■ **Compito da svolgere**:
Scrivi il seguito dell'intervista a Francesco su famiglia e carriera, riprendendo dopo l'ultima frase del brano.

■ **Brano**:
Cos’è per te la famiglia? E che valore ha?
“Un valore enorme. La mia famiglia è composta dalla mia compagna e dalla piccola che fra pochi giorni compirà un anno ed entrambe sono state fondamentali per la mia crescita umana, soprattutto negli ultimi anni. Hanno un ruolo chiave perché vivono con me 24 ore su 24. Poi ci sono i miei genitori e mio fratello, anche loro fondamentali nella parte iniziale della carriera e che tutt’ora mi stanno vicino”. Francesco allarga poi l’importanza a tutto il parentado e mi conferma che tutti ormai tifano Sassuolo.
Il Calciatore – Che tipo di giocatore ti definisci? “Mi definisco un’altruista e un generoso per natura; preferisco tante volte mettere la squadra e l’obiettivo del gruppo davanti a me, per questo, a volte, pure mio padre mi rimprovera, perché dice sempre di fare qualcosa anche per me stesso. Io sono così di carattere e spesso preferisco, non passare in secondo piano, ma mettere davanti le ambizioni della squadra. Mi piace fare “il lavoro sporco” e questo a volte, di primo impatto, non viene sempre apprezzato dai tifosi; questo atteggiamento e questo tipo di gioco mi hanno comunque dato tante soddisfazioni e mi sono accorto che entrambi, negli anni, vengono apprezzati di più”.
Dopo 5 anni di serie B arriva la serie A. Cosa ti cambia?
“Sinceramente ancora non lo so. Ho vinto un campionato di serie B e tutti mi chiedono come ci si senta in serie A…Non lo so! Non ho la minima idea, non avendola mai affrontata, di cosa mi aspetti a livello tecnico, ambientale ed emozionale. Di sicuro so di essere arrivato dove volevo fin da bambino e di avere la possibilità di giocarmela e vedere com’è. Poi se sarò talmente inferiore ritornerò indietro. Per me è un mondo nuovo. Ho molta voglia di ricominciare e la curiosità è enorme”.

■ **Materiale estratto**:
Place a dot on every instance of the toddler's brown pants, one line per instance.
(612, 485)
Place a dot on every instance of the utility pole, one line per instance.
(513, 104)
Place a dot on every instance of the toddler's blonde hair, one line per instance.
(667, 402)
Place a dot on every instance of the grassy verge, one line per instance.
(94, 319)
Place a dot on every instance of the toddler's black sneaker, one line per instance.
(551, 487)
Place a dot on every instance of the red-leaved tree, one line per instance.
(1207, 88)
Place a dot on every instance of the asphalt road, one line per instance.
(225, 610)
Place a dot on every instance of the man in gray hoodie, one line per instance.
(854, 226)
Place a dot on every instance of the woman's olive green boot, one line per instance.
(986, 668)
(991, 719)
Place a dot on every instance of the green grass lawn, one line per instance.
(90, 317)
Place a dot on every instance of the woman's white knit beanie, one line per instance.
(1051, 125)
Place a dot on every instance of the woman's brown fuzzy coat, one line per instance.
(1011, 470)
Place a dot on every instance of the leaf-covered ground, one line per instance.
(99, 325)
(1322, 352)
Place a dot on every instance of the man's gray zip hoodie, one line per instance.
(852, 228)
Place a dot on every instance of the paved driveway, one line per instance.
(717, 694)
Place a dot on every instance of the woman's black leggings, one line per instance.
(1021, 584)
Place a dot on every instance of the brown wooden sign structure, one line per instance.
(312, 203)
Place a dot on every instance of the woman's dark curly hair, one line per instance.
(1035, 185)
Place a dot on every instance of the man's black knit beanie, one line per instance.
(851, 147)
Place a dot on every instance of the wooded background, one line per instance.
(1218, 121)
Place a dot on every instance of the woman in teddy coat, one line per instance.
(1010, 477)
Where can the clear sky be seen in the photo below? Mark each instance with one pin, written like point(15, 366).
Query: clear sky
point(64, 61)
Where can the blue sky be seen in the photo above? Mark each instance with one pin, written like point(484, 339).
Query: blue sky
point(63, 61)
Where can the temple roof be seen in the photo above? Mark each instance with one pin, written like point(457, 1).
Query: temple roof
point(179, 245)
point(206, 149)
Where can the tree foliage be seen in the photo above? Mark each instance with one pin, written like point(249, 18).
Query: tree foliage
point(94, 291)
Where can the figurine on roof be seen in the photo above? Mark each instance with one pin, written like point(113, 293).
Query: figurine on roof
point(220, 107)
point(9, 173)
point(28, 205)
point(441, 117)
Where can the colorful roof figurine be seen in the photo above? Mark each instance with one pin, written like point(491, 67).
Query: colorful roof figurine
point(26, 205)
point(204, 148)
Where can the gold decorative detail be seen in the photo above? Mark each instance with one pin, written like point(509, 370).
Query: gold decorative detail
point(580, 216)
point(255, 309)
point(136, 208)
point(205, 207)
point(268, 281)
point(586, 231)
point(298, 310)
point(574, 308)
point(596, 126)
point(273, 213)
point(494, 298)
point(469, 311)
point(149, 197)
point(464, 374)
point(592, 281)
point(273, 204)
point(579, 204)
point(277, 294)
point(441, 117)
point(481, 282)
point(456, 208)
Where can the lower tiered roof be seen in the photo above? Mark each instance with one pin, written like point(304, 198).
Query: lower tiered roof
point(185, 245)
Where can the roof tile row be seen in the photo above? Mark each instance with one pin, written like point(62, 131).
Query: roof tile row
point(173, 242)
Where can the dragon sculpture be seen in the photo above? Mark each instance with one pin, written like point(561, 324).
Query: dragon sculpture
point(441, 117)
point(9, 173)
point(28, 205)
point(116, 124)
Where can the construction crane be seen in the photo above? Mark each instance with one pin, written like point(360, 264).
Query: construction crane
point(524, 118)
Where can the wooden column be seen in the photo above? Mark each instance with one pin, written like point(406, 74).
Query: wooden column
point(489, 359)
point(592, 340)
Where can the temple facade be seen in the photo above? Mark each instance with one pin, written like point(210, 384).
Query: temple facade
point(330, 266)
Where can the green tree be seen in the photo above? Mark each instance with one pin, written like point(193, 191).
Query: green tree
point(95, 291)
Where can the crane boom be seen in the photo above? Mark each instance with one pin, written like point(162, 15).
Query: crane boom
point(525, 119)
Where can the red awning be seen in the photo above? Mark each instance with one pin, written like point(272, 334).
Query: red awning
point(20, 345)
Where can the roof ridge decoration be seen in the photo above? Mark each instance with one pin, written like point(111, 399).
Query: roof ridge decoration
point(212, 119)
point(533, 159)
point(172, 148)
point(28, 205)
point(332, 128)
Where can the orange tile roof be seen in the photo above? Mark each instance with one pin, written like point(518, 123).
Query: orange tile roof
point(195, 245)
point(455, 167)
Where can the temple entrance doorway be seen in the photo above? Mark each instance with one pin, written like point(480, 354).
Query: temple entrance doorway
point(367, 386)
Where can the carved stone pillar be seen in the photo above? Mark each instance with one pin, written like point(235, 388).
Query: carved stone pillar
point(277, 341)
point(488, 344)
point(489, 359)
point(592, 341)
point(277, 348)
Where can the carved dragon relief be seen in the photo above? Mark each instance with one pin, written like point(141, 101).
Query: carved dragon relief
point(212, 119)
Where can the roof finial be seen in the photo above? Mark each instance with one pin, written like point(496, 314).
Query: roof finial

■ **Risposta scritta**:
Qual è stato il miglior allenatore che tu abbia mai avuto in tutta la tua carriera?
“A volte i grandi campioni dicono che “si prende un po’ da ognuno”. In parte questa cosa è vera, anche se per la mia crescita devo tutto a Dante Selvi, mio allenatore alla “Tiferno ’90” (scuola calcio di Città di Castello, ndr) per 7-8 anni. Per me lui è stato un insegnante di calcio, comportamento e rispetto delle regole. Mi ha formato insomma. Poi in età adulta, quando si inizia ad entrare nel calcio che conta contano solo i 3 punti e bisogna rendere conto a tifoserie, giornali e contestazioni. In questo caso l’allenatore gestisce te e le pressioni intorno. I migliori che ho avuto nella globalità sono stati Allegri, Pioli e Di Francesco, uno per gestione, uno per mentalità, uno per rapporti. Credo che l’allenatore perfetto sia un’insieme delle loro qualità.”
Il momento più bello della tua carriera?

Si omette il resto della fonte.